EXCERPT —
+++

As the streamline evolves forward in time it moves further into the gravitational potential of the embedded planet, heating up as it does so. A subset of streamlines will pass close to the embedded planet but will not be capture by its gravitational potential and instead will return into the protoplanetary disk. A second group will move into orbit around the embedded planet, representing the formed CPD. We explore the difference between these groups below. The backward integration evolves the streamline away from the embedded planet further into the protoplanetary disk. There, the streamline encounters features of the disk such as the edge of the planet gap and the spiral arms induced by the embedded planet (note figure [1](https://arxiv.org/html/2411.17408v1#S2.F1 "Figure 1 ‣ 2.1.1 Numerical setup and streamlines ‣ 2.1 Hydrodynamics simulations ‣ 2 Methods ‣ Gas dynamics around a Jupiter mass planet: II. Chemical evolution of circumplanetary material")) where the density and temperature change slightly compared to the background gas distribution of the protoplanetary disk (see also Paper 1 for a detailed description of streamline behaviour).

#### 2.2.2 Chemical network

The ALCHEMIC code is equipped with the `osu_03_2008` rate file and chemical network with extensions based on the Kinetic Database for Astrochemistry (KIDA, Wakelam et al., [2012](https://arxiv.org/html/2411.17408v1#bib.bib77)). The network includes 6065 chemical reactions of 655 molecular and atomic species. The network includes primarily two-body gas phase reactions such as ion-molecule and neutral-neutral interactions, cosmic ray ionization and dissociation, gas-grain interactions including neutral and ion absorption as well as thermal-, photo-, and cosmic ray driven-desorption. Finally, the network includes dust grain surface reactions which allow absorbed species to move along the grain lattice and react with other species. The network was featured in Semenov et al. ([2018](https://arxiv.org/html/2411.17408v1#bib.bib62)), see that work for more detail.

+++

STUDY MATERIAL —
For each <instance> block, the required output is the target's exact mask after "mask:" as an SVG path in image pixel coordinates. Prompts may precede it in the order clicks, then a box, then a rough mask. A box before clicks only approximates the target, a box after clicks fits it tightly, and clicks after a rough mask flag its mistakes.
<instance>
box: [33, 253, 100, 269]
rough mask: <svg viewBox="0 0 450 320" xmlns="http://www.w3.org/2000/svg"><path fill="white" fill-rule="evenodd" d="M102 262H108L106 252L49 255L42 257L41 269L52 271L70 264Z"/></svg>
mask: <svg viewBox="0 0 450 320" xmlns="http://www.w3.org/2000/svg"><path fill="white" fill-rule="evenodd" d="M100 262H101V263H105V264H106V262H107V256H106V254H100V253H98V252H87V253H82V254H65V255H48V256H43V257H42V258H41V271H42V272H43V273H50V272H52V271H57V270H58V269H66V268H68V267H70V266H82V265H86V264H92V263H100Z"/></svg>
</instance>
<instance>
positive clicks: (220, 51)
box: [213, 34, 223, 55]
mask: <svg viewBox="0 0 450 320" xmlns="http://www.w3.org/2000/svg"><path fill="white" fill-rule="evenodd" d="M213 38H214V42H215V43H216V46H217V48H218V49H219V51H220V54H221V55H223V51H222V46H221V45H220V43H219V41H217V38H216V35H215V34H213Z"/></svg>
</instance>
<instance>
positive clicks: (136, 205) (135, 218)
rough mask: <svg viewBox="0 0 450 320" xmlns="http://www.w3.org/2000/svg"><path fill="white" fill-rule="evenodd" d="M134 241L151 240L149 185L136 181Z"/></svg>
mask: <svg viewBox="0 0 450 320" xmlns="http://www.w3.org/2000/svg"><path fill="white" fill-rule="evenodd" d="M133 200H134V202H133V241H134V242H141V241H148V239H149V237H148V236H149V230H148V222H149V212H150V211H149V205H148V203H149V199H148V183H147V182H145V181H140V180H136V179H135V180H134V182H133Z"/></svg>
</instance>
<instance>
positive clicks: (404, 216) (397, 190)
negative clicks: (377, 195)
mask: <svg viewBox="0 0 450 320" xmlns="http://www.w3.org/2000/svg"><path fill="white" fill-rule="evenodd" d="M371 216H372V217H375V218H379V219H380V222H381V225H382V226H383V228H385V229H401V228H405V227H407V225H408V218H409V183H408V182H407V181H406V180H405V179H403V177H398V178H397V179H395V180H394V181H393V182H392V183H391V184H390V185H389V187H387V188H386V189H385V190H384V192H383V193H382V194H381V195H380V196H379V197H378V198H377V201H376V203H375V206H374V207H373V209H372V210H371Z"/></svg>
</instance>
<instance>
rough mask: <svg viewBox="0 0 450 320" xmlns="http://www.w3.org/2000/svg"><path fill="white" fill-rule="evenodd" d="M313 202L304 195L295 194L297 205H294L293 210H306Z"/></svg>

+++

DIRECTIONS FOR THIS TASK —
Carry on the passage about streamlines and the chemical network around a Jupiter-mass planet, starting right after its final sentence.

RESPONSE FOR THIS EXERCISE —
For the main results of this work we use the network that accompanied ALCHEMIC for computing the chemical evolution of the gas as it moves through the streamline from the PPD to the CPD. Later we will compare our results to separate chemical models of the PDS 70 protoplanetary disk presented in Cridland et al. ([2023](https://arxiv.org/html/2411.17408v1#bib.bib26)). These models were run using the DALI thermochemical code (Bruderer et al., [2012](https://arxiv.org/html/2411.17408v1#bib.bib16); Bruderer, [2013](https://arxiv.org/html/2411.17408v1#bib.bib15)) using the chemical network of Miotello et al. ([2019](https://arxiv.org/html/2411.17408v1#bib.bib58)) which is based on Visser et al. ([2018](https://arxiv.org/html/2411.17408v1#bib.bib76)). This network is largely based on the `osu_03_2008` network, but has been optimised to compute C, O, and N chemistry more (computationally) efficient, meaning that some chemical species - like sulfur - have only limited reactions in the network. We will discuss this later in the paper.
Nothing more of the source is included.